• Data

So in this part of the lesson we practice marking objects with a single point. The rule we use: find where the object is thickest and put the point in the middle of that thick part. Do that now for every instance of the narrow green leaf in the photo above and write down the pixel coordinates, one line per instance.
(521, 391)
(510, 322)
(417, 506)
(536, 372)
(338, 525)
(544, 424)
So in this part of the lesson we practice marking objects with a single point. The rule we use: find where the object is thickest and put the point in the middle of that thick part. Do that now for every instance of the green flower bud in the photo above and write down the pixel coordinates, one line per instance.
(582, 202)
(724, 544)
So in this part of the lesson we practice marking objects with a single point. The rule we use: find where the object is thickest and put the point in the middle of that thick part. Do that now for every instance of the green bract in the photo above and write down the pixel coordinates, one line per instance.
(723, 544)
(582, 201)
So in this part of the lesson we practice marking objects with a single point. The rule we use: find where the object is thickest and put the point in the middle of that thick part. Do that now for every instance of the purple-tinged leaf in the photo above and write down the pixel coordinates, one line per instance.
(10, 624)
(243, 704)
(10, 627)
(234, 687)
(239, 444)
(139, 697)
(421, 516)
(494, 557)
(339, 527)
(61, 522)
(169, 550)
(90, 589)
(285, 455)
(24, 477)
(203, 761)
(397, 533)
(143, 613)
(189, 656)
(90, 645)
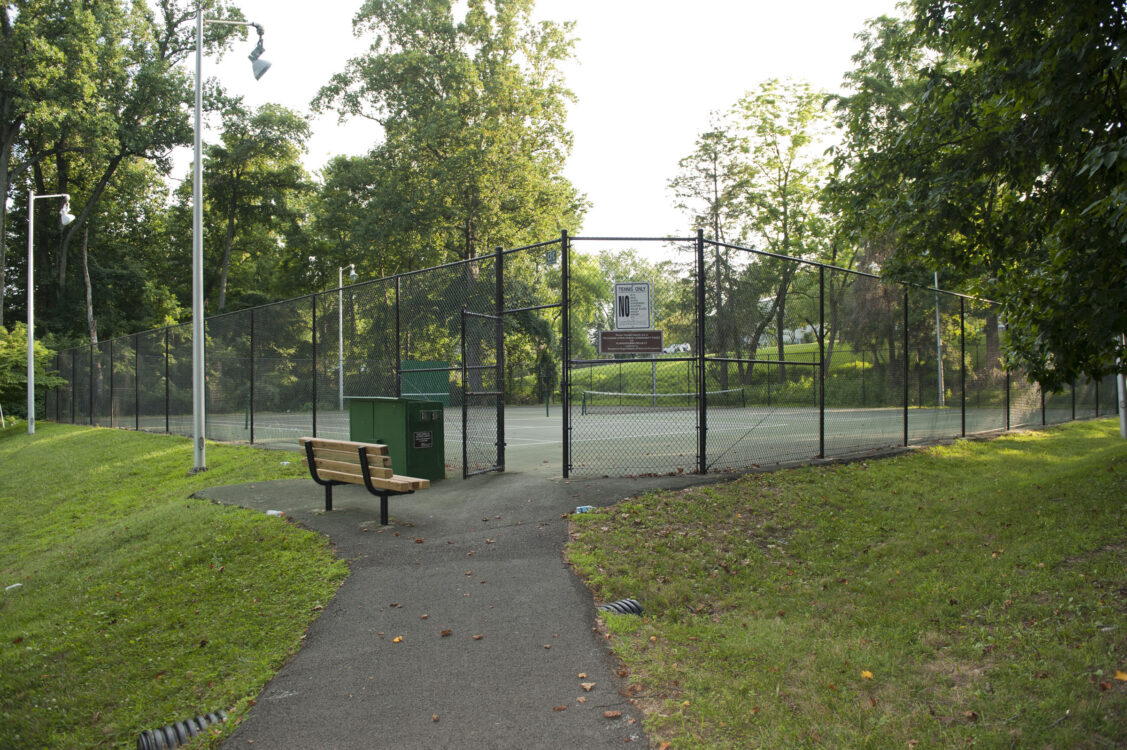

• Your goal
Rewrite all of the records above with "thickest" changed to "widest" and nothing else altered. Omit the pictures from your answer.

• Output for this task
So in this part of the lesson we practice marking objects with a single point. The rule we use: find where the object is widest and put the point in the middle of that thick part. Do that now for every instance of the narrow green leaf in the photo above and write down the pixel coordinates, one line per instance.
(521, 391)
(510, 322)
(417, 506)
(536, 372)
(338, 525)
(544, 424)
So in this part of the lesson we practice marking objects with a single point. The rule we use: find where the object is widest and put the point in the middle of that thick part. Do that now for every instance of the green flower bud in the photo above and write down the pixel coordinates, one line per instance.
(582, 202)
(724, 544)
So in this part of the lesson we practice marking objects with a single point. The rule we use: find where the object is widest and put the point in the middle of that thick part. Do that now for every instance of the green bract in the photo above and write down the pixel coordinates, one line per instance.
(723, 544)
(582, 201)
So in this part of the lesson we practice marking objects with a single point. The rule we use: find where the object is widest and put the point in the middle of that thick part. Do that now for every instance of the purple-tinged leaf in the photo above and write down the pixel coordinates, one line per instance.
(10, 624)
(243, 704)
(10, 627)
(234, 687)
(239, 444)
(139, 697)
(421, 516)
(494, 557)
(339, 527)
(61, 522)
(169, 550)
(90, 589)
(285, 455)
(24, 477)
(203, 761)
(397, 533)
(143, 613)
(189, 656)
(90, 645)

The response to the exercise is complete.